Énoncé du problème a: Extrayez chaque ligne des enregistrements qui contient la chaîne « striped ».

Texte cité:
☆ ☆ ☆ ☆ ☆ ☆ ☆
Les saisons bleues

La météo accorde quantité de choses.

Elle autorise les plaintes, on s’y vautre à bon-droit, de la pluie, la longue pluie, la pleureuse, le baromètre de nos vies ennuyeuses. Le froid des dimanches après-midi sans fin.

Kawaii n’y échappe pas. Pourquoi le voudriez-vous ? 

Lundi dernier 21 septembre se trouvait férié, jour de respect à l’égard des personnes âgées. Les températures avaient baissé, pourtant le ciel conservait son gris bouché et collant de l’été. En ouvrant les fenêtres ce matin-là, je surpris le silence des cigales. Il me cogna presque. Balin-balan les mémères ont repris à midi quand un rayon de soleil s’est pointé. En fin d’après-midi je traversai la rue Motomachi, piétonne le temps des soldes de la « silver week » (1) et allai visiter Oidon san. Il se faisait photographier avec ses clients fidèles venus le saluer et prendre une bière pour l’occasion. Je n’échappai pas à quelques photos de groupe devant son bar. Les passants déambulaient avec un air de fête. Il devenait doux de marcher la nuit (2).
☆ ☆ ☆ ☆ ☆ ☆ ☆
Données fournies:
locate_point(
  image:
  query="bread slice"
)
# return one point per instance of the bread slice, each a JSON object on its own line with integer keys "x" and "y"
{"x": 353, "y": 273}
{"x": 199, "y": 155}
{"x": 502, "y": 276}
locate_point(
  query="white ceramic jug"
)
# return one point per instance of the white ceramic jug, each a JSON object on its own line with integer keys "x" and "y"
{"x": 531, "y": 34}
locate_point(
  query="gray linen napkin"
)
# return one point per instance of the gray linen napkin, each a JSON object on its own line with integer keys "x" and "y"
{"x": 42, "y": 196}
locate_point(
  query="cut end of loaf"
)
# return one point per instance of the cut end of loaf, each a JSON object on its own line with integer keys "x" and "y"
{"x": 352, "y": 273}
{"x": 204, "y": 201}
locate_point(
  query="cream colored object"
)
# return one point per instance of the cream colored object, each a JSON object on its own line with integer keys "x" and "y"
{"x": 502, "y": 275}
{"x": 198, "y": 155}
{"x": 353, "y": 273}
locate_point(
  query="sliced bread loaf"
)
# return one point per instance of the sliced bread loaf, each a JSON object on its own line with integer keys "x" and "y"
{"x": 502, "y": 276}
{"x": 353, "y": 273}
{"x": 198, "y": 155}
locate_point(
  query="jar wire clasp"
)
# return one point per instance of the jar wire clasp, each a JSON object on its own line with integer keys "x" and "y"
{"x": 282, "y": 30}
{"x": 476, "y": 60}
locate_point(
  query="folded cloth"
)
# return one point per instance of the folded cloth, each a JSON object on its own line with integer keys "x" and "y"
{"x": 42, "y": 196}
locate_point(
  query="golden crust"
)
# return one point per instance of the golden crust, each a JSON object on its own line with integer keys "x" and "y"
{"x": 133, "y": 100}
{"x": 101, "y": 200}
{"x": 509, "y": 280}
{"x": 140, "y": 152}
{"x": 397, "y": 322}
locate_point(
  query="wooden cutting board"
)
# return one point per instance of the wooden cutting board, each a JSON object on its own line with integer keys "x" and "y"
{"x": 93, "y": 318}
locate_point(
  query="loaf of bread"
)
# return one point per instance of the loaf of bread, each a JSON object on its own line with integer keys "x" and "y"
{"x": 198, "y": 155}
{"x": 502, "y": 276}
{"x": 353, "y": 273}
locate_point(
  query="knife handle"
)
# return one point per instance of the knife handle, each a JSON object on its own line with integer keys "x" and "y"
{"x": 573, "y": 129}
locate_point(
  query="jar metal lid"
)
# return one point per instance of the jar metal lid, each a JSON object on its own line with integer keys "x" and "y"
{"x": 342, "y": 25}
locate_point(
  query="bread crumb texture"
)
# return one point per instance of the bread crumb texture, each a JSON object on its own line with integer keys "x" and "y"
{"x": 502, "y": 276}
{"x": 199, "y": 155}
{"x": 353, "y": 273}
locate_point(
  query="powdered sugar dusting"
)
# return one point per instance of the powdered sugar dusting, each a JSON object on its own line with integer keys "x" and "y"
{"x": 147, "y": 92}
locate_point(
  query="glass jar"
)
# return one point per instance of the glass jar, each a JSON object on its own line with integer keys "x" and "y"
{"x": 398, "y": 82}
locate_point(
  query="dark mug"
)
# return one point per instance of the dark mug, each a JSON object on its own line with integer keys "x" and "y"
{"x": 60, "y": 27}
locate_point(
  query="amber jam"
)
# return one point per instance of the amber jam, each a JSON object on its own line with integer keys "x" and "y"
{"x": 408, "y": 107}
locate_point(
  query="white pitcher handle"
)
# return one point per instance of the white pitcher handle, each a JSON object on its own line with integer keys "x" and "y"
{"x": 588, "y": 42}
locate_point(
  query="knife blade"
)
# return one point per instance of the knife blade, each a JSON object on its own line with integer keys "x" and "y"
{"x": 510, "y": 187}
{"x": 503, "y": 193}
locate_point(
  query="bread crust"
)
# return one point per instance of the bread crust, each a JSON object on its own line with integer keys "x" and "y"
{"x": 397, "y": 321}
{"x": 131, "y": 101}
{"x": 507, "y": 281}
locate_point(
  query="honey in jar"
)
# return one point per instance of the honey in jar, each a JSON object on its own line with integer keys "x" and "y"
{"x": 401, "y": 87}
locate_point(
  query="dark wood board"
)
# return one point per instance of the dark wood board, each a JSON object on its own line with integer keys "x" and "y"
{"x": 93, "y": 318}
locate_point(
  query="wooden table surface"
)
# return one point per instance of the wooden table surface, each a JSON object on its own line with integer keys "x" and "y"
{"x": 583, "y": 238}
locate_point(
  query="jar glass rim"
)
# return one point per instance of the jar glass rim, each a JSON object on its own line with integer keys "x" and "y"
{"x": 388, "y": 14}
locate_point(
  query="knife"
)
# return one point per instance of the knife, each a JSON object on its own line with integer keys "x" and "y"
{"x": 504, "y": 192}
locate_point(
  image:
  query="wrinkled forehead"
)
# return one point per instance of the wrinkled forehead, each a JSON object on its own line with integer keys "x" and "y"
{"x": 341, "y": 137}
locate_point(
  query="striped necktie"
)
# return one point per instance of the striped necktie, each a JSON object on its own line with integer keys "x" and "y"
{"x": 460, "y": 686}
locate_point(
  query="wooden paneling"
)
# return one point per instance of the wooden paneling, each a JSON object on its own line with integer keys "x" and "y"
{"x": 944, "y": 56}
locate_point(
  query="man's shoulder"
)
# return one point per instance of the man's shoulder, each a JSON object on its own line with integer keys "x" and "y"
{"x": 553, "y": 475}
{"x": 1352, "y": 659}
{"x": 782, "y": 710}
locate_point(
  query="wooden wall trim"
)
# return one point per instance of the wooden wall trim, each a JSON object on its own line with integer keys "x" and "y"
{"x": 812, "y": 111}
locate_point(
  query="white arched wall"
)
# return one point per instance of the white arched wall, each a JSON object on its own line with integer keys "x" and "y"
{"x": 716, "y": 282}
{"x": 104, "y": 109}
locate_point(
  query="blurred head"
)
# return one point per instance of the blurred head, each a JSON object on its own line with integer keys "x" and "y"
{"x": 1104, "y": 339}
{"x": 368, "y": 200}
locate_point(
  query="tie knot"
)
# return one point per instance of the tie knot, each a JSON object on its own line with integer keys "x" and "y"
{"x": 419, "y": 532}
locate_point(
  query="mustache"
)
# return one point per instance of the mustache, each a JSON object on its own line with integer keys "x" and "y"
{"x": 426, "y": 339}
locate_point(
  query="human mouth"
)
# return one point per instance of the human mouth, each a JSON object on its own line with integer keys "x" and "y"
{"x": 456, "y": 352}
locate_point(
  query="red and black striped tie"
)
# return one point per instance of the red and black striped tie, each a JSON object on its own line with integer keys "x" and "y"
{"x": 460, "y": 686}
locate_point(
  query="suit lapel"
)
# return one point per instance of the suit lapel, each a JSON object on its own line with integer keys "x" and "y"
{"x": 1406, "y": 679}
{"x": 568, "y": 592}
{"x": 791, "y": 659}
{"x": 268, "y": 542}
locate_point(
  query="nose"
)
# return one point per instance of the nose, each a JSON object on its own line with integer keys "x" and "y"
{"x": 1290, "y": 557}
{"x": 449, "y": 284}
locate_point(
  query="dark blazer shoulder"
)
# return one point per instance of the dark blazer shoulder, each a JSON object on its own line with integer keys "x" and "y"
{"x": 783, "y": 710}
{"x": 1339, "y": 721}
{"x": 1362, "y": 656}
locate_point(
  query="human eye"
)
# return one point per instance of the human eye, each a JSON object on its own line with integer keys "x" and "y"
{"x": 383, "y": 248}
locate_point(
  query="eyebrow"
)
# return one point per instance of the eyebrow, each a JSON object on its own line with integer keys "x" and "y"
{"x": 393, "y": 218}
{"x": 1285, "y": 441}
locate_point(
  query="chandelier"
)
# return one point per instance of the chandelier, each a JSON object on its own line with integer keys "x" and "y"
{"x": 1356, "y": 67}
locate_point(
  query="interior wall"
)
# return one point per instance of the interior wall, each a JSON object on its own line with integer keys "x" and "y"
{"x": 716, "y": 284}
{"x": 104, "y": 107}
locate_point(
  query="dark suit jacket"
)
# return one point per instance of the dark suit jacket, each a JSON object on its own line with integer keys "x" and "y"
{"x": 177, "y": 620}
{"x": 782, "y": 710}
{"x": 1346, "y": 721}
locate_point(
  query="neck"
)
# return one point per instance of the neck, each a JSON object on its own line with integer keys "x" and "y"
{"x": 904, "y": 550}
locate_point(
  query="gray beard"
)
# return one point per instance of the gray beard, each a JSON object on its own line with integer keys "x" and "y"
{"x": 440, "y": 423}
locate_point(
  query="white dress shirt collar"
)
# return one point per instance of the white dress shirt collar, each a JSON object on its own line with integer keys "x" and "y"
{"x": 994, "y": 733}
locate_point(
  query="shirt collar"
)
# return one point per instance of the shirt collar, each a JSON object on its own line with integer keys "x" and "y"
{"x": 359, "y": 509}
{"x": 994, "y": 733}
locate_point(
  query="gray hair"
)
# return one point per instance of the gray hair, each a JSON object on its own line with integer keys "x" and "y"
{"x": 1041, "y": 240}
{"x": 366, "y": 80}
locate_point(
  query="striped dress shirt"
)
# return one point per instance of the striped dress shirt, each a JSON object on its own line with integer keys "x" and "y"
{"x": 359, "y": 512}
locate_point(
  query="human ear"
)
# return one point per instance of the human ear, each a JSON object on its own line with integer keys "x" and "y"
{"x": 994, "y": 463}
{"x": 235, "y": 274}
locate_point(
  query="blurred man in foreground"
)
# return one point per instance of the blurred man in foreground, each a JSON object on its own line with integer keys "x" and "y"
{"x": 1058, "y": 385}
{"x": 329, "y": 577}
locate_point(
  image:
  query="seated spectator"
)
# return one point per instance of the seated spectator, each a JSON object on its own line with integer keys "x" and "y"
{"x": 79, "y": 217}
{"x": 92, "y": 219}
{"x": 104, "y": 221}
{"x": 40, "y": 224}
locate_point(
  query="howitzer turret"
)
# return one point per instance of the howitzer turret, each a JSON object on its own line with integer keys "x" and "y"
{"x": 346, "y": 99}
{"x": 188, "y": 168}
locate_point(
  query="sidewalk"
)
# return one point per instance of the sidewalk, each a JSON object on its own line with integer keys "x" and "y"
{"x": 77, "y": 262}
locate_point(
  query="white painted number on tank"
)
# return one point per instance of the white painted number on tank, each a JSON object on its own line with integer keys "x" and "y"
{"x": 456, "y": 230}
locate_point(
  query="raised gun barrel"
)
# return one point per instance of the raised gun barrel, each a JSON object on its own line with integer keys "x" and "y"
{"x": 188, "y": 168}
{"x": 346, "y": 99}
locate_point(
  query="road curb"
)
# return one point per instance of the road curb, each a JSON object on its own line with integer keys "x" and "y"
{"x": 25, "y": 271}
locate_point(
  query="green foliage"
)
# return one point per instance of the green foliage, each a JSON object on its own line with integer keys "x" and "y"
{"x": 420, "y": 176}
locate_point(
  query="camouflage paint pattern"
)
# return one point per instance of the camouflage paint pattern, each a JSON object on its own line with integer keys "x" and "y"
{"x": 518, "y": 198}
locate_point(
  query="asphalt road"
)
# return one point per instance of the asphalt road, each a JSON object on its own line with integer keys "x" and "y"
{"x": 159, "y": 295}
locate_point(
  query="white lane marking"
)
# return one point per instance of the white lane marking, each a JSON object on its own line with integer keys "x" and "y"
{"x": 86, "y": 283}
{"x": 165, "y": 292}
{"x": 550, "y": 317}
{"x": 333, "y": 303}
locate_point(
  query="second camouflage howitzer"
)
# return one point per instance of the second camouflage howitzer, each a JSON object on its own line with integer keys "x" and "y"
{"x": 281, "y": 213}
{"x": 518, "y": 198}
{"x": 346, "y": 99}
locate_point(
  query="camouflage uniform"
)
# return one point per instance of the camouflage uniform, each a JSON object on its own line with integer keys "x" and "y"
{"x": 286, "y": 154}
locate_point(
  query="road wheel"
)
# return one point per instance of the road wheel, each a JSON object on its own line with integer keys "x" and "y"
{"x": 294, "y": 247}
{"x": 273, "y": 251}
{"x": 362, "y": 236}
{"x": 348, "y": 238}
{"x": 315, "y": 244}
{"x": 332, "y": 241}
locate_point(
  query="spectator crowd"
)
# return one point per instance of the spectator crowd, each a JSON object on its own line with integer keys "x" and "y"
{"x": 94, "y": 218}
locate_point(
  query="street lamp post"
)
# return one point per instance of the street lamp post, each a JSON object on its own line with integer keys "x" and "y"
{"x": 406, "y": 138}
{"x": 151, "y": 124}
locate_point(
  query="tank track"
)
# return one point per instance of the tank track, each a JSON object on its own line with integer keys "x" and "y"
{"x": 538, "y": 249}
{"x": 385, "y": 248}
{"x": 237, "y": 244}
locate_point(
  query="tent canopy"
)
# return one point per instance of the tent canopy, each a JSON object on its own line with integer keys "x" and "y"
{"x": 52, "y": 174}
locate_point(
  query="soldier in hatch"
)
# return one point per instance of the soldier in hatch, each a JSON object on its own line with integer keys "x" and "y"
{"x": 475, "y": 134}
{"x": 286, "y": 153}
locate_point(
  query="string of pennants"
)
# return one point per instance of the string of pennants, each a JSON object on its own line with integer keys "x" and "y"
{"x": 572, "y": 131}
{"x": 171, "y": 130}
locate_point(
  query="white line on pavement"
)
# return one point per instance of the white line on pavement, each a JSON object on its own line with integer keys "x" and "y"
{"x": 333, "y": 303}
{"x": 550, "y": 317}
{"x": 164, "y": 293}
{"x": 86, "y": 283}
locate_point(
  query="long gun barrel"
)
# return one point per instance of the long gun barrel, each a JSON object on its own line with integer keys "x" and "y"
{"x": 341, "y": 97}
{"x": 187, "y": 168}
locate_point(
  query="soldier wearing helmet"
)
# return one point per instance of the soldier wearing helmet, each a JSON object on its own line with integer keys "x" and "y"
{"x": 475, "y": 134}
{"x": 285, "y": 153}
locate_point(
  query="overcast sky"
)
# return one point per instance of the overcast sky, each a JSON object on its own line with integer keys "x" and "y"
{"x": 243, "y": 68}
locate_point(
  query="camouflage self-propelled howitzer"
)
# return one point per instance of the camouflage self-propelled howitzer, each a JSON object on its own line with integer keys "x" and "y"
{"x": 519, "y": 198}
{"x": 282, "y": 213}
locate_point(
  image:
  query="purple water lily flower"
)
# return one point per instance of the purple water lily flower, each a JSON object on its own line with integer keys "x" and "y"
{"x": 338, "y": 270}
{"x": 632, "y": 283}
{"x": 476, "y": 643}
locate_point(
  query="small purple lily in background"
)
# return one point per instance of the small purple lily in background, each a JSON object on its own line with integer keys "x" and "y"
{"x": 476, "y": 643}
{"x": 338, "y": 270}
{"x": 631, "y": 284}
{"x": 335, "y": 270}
☆ ☆ ☆ ☆ ☆ ☆ ☆
Énoncé du problème b: Réécrivez le passage du texte sur la météo situé entre « Les saisons bleues » et « le voudriez-vous ? », bornes incluses, en remplaçant « baromètre » par « thermomètre ».

Réponse rédigée a:
  query="striped necktie"
# return one point per instance of the striped necktie, each a JSON object on its own line with integer keys "x" and "y"
  query="red and black striped tie"
# return one point per instance of the red and black striped tie, each a JSON object on its own line with integer keys "x" and "y"
  query="striped dress shirt"
# return one point per instance of the striped dress shirt, each a JSON object on its own line with integer keys "x" and "y"

Réponse rédigée b:
Les saisons bleues

La météo accorde quantité de choses.

Elle autorise les plaintes, on s’y vautre à bon-droit, de la pluie, la longue pluie, la pleureuse, le thermomètre de nos vies ennuyeuses. Le froid des dimanches après-midi sans fin.

Kawaii n’y échappe pas. Pourquoi le voudriez-vous ?